*** Brano

Il Tempo impaziente

by Mauro 3. dicembre 2012 21:34

        "Celebrare l'Avvento, significa saper attendere, e l'attendere è un'arte che, il nostro tempo impaziente, ha dimenticato.

        Il nostro tempo vorrebbe cogliere il frutto appena il germoglio è piantato; così, gli occhi avidi, sono ingannati in continuazione, perché il frutto, all'apparenza così bello, al suo interno è ancora aspro, e, mani impietose, gettano via, ciò che le ha deluse.

        Chi non conosce l'aspra beatitudine dell'attesa, che è mancanza di ciò che si spera, non sperimenterà mai, nella sua interezza, la benedizione dell'adempimento".

        Questa citazione di Dietrich Bonhoeffer, dal Sermone sulla I domenica di Avvento, del 2 dicembre 1928, ci mostra il senso liturgico dell'Avvento nella esperienza della Chiesa.

        È un rimando a vivere il tempo presente, per alcuni Dio appartiene al passato e per altri appartiene al futuro, per i cristiani Dio appartiene al presente. In realtà il passato è un ricordo nel presente, il futuro è un’intuizione del presente. Non è pensabile che l’eternità viene dopo il tempo: o siamo già nell’eternità o questa non è pensabile!   Ognuno dispone dell’unicità del momento che vive, ogni istante della vita è occasione ed è per questo che siamo chiamati alla scelta nel presente.
        Se non siamo consapevoli della nostra unicità, perdiamo l’occasione di quello che solo noi possiamo realizzare, la nostra parte spetta solo a noi e non è sostituibile da altri.
         Il mondo ebraico ebbe a nominare Dio per la prima volta attraverso il tetragramma che esprime un significato così traducibile “Io sono qui colui che sono qui”. Ancora oggi nel mondo orientale l’identità di Dio è espressa indicando ciò che è tangibile e da cui la realtà non può separarsi, Dio è così riconosciuto in ogni cosa buona. Le categorie filosofiche usate in occidente ci hanno fatto dire dell’identità di Dio come di chi è “totalmente altro, inafferrabile, irraggiungibile ”, in questo modo si è percepita la distanza e questa ne ha mostrato la grandezza.

         In realtà e la teologia post-conciliare lo ha mostrato, è impensabile parlare del Dio cristiano come il “totalmente altro”, piuttosto è necessario coglierlo a partire dall’evento dell’Incarnazione in cui Lui si è reso “tremendamente vicino”.

******

### Consegna
Rispondi a queste domande sul brano.
(a) Di chi è la citazione d'apertura e da quale sermone è tratta?
(b) Con quale frase il brano traduce il significato del tetragramma?
(c) A partire da quale evento è necessario cogliere il Dio cristiano?

*** Record dei dati

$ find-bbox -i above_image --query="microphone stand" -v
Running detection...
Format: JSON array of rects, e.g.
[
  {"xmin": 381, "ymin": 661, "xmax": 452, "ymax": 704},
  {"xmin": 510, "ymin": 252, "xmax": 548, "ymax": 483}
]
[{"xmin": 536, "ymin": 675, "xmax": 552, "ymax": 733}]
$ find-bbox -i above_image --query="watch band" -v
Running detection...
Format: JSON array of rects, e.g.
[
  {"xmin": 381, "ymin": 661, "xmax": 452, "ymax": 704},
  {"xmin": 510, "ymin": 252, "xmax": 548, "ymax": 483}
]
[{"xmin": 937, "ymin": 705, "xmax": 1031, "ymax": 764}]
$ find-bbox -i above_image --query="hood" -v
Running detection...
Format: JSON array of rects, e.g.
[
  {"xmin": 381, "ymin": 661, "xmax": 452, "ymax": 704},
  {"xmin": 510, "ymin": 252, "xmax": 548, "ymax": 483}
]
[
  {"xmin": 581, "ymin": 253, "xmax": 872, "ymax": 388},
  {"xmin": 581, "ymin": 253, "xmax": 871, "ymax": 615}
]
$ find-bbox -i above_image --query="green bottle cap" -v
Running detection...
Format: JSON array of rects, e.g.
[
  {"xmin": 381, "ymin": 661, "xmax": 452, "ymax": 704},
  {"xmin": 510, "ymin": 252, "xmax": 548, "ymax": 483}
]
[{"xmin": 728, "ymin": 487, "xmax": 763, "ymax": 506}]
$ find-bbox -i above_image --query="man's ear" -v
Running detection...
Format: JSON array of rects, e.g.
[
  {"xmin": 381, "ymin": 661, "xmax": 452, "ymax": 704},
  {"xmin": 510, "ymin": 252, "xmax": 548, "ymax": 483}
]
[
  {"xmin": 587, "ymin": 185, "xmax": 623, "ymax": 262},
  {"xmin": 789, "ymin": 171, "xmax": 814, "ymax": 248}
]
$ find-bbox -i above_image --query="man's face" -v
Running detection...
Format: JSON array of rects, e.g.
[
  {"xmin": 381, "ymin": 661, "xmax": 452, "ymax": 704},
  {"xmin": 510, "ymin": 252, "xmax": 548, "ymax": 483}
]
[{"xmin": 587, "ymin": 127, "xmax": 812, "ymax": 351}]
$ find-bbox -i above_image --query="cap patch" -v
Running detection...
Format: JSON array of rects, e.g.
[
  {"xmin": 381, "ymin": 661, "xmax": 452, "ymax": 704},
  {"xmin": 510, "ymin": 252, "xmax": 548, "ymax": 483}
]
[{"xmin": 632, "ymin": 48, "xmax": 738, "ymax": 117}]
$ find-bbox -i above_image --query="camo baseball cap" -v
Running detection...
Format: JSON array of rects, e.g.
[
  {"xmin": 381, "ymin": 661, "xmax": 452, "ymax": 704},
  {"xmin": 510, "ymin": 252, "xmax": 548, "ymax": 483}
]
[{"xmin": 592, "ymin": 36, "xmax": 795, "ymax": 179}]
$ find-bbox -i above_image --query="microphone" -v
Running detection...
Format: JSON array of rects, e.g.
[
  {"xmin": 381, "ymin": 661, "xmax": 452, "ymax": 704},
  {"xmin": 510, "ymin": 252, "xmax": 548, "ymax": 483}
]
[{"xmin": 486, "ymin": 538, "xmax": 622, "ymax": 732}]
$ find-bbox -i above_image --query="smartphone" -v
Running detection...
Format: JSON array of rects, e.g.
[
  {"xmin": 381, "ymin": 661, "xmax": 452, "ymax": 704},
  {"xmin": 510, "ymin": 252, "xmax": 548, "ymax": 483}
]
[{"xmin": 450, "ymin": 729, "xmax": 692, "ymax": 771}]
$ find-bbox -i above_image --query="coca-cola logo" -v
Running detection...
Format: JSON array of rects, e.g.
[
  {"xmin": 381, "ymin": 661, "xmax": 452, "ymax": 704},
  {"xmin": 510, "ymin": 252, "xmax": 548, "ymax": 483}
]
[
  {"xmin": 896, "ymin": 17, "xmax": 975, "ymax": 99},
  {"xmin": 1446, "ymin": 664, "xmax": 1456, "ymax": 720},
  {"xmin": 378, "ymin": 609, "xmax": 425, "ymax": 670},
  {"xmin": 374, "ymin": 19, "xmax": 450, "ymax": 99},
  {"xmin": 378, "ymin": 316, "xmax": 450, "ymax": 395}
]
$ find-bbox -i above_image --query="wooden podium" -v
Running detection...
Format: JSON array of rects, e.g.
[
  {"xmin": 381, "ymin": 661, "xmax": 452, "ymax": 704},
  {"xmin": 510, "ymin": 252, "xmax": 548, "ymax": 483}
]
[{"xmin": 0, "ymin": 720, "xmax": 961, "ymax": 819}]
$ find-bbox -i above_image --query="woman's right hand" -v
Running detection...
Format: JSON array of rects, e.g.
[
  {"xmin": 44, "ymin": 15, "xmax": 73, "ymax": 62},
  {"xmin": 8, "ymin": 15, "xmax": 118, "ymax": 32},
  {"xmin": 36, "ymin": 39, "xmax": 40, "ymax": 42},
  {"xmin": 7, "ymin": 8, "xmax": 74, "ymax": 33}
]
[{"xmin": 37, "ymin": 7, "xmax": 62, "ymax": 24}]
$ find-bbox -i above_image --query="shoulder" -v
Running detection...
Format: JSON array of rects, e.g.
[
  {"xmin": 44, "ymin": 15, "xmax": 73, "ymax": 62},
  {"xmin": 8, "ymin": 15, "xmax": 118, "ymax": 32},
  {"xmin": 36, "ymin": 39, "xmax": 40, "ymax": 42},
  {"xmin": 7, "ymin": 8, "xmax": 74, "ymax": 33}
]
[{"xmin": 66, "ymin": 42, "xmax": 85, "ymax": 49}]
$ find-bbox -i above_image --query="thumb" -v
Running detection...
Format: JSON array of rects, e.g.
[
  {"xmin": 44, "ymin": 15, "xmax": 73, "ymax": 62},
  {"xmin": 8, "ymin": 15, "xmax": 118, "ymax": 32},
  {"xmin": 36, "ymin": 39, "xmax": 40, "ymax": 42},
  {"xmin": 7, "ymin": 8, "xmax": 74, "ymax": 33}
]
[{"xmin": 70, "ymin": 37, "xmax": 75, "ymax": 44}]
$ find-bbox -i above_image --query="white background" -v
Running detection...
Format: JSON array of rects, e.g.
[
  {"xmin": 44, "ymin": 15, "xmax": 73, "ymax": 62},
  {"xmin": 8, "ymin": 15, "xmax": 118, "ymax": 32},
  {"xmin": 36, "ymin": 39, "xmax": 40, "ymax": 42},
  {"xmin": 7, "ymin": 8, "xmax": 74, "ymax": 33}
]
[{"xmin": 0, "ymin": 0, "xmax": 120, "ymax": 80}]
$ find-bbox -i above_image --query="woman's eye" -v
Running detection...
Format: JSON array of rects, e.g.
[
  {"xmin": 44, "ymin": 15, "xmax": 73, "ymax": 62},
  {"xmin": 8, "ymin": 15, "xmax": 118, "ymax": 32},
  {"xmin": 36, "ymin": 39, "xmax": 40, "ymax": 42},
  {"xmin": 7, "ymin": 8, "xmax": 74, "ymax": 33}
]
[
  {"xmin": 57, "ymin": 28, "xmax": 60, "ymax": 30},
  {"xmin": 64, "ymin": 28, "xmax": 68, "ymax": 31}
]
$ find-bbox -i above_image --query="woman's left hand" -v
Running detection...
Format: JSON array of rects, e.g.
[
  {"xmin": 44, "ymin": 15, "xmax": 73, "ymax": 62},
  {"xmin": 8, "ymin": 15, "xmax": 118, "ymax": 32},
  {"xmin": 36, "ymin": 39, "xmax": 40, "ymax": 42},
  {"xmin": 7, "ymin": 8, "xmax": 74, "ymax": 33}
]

******

### Esercizio svolto
(a) È di Dietrich Bonhoeffer, dal Sermone sulla I domenica di Avvento del 2 dicembre 1928.
(b) "Io sono qui colui che sono qui".
(c) Dall'evento dell'Incarnazione, in cui si è reso "tremendamente vicino".